* SUPPLIED DATA:
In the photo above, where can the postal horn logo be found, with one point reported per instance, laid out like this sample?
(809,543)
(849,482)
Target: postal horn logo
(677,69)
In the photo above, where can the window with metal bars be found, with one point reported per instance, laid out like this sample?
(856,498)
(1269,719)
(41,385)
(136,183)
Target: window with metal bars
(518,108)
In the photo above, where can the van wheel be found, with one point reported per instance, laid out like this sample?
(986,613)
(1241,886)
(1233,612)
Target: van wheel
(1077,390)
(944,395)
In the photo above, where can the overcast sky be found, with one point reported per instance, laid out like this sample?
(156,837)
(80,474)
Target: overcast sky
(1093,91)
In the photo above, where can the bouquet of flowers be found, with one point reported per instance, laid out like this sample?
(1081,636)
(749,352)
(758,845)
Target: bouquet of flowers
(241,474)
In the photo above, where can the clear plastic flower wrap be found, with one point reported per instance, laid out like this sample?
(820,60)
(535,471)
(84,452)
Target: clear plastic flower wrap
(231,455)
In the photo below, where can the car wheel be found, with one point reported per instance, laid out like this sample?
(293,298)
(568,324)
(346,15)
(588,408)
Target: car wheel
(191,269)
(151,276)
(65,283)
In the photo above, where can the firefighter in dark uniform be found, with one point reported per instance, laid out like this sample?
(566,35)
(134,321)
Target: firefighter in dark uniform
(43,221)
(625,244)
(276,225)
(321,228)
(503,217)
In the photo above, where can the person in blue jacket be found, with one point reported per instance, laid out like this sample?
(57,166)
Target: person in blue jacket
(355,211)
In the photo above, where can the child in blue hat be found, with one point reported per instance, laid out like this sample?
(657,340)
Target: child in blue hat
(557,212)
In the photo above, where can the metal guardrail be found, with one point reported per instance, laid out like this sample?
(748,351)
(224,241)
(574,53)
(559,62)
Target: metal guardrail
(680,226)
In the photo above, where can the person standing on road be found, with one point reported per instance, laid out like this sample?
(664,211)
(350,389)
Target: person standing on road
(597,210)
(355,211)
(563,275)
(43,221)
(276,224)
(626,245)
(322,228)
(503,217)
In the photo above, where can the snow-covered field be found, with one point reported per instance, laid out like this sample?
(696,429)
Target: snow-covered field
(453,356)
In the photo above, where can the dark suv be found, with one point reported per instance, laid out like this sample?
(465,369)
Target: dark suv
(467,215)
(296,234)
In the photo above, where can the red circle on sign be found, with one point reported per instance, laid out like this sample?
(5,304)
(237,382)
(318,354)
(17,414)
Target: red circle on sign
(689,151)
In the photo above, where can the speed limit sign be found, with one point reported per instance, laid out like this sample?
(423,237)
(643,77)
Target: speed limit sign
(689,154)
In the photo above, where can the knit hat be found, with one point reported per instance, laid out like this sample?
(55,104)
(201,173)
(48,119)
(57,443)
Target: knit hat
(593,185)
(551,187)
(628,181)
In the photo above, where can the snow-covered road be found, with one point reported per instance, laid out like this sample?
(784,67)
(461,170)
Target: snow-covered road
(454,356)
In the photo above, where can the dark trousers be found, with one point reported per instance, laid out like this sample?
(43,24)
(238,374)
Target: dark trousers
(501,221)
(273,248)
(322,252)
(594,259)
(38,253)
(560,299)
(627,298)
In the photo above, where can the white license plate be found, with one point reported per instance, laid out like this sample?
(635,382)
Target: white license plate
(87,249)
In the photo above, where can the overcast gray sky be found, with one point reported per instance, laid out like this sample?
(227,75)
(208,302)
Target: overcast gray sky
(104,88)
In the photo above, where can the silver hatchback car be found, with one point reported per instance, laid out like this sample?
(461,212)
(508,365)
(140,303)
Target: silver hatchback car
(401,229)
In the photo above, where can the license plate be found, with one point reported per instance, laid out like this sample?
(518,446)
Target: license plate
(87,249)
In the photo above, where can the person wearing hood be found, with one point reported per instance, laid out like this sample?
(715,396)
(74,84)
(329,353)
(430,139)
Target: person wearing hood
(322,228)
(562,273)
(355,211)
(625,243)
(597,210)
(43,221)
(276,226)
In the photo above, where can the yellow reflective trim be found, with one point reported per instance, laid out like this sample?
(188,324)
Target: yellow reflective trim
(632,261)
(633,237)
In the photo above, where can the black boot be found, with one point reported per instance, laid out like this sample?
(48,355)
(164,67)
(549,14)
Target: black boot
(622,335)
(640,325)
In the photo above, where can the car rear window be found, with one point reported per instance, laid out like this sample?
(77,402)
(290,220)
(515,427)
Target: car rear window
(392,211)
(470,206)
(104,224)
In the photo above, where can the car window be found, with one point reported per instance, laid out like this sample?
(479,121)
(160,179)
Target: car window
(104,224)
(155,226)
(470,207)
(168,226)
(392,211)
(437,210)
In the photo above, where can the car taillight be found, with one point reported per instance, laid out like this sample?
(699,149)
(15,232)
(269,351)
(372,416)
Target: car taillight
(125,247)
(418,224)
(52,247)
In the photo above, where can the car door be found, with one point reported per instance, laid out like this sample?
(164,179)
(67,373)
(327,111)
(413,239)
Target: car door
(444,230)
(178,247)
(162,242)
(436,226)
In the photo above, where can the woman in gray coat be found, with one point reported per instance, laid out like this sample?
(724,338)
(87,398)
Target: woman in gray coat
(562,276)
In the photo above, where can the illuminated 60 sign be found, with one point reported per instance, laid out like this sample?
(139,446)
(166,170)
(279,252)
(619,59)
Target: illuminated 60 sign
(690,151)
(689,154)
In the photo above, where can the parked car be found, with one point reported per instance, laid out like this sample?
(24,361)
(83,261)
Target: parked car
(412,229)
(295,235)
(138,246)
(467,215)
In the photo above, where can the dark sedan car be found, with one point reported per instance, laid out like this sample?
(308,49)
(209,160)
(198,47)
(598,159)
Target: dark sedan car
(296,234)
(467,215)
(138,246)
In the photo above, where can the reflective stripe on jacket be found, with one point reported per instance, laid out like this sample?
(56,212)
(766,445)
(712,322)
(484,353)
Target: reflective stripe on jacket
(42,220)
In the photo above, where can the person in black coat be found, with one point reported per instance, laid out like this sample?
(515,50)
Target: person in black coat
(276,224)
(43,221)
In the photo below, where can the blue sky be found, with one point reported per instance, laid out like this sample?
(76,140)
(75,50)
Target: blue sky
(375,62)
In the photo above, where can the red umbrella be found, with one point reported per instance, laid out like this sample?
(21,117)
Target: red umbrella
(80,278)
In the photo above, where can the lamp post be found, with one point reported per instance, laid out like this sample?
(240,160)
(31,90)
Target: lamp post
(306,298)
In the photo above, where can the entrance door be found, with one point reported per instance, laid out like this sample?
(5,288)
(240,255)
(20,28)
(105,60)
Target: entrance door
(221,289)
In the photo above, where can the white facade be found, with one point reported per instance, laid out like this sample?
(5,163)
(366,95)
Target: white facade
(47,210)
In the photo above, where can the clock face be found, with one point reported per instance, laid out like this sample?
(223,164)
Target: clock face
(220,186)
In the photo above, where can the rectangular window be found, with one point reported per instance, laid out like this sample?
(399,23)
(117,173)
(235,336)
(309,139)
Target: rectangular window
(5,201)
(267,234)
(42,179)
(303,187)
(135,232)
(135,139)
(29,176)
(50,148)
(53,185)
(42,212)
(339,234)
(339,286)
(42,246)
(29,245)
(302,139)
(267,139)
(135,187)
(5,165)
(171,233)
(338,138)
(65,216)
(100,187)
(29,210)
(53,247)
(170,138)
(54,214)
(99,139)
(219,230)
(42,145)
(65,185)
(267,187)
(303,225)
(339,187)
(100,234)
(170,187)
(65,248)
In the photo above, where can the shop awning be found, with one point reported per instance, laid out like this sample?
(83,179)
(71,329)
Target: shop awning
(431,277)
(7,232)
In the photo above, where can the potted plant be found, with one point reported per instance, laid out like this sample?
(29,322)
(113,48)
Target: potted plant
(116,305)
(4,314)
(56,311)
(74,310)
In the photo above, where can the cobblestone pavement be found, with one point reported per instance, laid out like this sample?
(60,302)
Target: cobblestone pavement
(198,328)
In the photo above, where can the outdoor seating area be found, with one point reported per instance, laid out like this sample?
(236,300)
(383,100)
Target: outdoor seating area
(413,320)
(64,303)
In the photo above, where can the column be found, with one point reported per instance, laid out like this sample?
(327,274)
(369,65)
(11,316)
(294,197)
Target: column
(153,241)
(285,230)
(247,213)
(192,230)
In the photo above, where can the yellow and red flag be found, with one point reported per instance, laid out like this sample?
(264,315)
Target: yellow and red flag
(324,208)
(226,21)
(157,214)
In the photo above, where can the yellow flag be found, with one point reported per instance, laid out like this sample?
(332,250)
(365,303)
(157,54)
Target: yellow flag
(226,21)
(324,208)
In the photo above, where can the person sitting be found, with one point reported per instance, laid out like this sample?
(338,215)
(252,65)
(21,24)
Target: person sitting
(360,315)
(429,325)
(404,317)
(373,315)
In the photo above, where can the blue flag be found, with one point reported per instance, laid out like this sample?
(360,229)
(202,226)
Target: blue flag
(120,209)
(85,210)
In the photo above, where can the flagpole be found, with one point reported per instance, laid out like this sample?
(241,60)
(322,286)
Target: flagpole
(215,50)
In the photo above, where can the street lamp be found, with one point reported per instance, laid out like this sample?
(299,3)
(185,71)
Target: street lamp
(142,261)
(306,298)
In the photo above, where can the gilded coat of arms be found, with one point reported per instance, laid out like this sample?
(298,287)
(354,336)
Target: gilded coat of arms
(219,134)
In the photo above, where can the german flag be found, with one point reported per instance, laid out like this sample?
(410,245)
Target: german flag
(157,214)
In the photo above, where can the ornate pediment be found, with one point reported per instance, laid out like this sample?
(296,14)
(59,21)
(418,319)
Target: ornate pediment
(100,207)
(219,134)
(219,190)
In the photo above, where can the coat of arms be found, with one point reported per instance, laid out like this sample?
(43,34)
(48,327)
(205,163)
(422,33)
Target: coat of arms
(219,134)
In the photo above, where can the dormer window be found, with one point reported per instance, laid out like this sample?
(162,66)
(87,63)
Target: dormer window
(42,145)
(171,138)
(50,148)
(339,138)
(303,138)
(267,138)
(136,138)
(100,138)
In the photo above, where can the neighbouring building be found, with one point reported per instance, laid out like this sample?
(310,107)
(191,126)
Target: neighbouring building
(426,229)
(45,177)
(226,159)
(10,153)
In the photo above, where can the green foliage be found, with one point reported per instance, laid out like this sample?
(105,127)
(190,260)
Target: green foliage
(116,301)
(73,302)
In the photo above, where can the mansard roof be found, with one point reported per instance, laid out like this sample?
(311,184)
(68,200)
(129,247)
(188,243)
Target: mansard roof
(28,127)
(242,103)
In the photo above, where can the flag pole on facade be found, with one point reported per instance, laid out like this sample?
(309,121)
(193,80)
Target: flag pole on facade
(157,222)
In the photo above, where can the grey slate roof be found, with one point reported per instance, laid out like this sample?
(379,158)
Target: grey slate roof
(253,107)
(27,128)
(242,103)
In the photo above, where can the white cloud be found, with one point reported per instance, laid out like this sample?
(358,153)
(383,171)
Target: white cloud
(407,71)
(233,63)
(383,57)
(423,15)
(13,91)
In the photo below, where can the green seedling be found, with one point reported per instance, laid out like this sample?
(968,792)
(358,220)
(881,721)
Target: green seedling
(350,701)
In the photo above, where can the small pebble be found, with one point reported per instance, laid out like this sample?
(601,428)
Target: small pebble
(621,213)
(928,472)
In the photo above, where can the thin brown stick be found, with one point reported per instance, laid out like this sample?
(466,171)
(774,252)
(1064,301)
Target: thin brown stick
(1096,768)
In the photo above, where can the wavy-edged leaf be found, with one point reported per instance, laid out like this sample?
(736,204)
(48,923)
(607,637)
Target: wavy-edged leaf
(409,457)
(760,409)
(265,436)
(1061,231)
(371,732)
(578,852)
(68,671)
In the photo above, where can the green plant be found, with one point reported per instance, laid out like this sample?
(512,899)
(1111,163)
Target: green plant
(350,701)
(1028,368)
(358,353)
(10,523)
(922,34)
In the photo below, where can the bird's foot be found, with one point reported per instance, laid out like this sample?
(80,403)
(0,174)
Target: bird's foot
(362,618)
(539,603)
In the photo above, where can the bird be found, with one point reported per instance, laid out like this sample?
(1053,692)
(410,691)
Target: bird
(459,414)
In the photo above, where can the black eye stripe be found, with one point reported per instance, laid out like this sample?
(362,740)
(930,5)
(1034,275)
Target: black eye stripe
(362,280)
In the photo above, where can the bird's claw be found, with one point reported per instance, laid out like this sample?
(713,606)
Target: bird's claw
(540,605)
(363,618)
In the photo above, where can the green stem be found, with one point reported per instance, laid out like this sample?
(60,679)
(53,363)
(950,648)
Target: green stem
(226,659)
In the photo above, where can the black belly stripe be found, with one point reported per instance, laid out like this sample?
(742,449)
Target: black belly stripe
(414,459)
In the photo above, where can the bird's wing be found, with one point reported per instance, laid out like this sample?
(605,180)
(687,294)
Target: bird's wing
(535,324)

* SHORT TASK:
Can you write out again every line of the items, from the line containing "In the photo above, where can the green stem" through the end of the items, requests included, adding -133 to each number in the answer coordinates?

* RESULT:
In the photo above, where can the green stem be found, with one point reported per instance, laid out like this sample?
(60,679)
(53,363)
(950,648)
Target: green stem
(93,526)
In the photo above, where can the black belly stripe be found, with one point reported per instance, laid out like this sample?
(742,449)
Target: black belly stripe
(281,326)
In the photo above, where can the bird's wing be found, with one point reported per instance, laid out like this sample?
(605,180)
(687,294)
Target: bird's wing
(402,191)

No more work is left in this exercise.